(Provided text):
Edith Kuiper (Economics Department, State University of New York - New Paltz, New Paltz, NY, USA)

Abstract

Hazel Kyrk, one of the first women economists at the Economic Department of the University of Chicago and author of A Theory of Consumption (1923), conducted groundbreaking research for the Bureau of Home Economics of the US Department of Agriculture and the Bureau of Labor Statistics. Kyrk made a considerable contribution to the development of standards for a “decent living,” the Consumer Price Index, and the conceptualization of what would later turn into the definition of the poverty line. This chapter evaluates Kyrk’s use of eugenic notions of gender and race that were widely used in Kyrk’s day. This chapter shows that eugenic reasoning impacts Kyrk’s theoretical work only superficially but does structure her research on consumption standards through her focus on the white middle-class family as the unit of analysis for consumer behavior. This chapter also makes clear that the American Institutionalist approach to consumer behavior, rather than marginalized and side-tracked due to a lack of theoretical progress, was relegated to the margins of economics science together with the research of women economists into Home Economics departments and policy research at government institutions.

(Short problem A): Extract each line from the records below that contains the word "roof".

[Source records]
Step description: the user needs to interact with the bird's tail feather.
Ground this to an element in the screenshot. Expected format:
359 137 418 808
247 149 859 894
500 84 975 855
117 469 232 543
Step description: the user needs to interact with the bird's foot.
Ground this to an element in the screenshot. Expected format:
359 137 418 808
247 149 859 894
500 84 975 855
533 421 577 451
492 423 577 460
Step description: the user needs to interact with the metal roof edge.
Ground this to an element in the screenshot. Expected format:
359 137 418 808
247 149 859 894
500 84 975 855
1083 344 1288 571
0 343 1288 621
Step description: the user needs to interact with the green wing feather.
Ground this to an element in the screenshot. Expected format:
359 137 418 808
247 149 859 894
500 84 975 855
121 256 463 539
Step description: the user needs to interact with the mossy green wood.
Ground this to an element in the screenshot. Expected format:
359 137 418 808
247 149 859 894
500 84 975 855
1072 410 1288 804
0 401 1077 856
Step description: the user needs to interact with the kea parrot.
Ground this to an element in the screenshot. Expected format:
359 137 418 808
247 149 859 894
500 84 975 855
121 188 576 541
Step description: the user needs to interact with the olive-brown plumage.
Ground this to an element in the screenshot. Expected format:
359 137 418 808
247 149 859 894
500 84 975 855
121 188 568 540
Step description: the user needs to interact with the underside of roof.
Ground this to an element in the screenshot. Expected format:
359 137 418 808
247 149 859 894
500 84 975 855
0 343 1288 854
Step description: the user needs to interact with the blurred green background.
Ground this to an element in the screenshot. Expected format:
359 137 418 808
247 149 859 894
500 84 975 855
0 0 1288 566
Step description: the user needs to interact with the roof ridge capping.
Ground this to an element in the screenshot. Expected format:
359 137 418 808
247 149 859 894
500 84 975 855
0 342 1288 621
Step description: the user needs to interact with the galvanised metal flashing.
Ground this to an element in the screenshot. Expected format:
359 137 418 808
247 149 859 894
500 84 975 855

(Short problem B): According to the abstract, what is the title of the book Hazel Kyrk wrote, and in what year was it published?

(Final answer A):
Step description: the user needs to interact with the metal roof edge.
Step description: the user needs to interact with the underside of roof.
Step description: the user needs to interact with the roof ridge capping.

(Final answer B): A Theory of Consumption, published in 1923.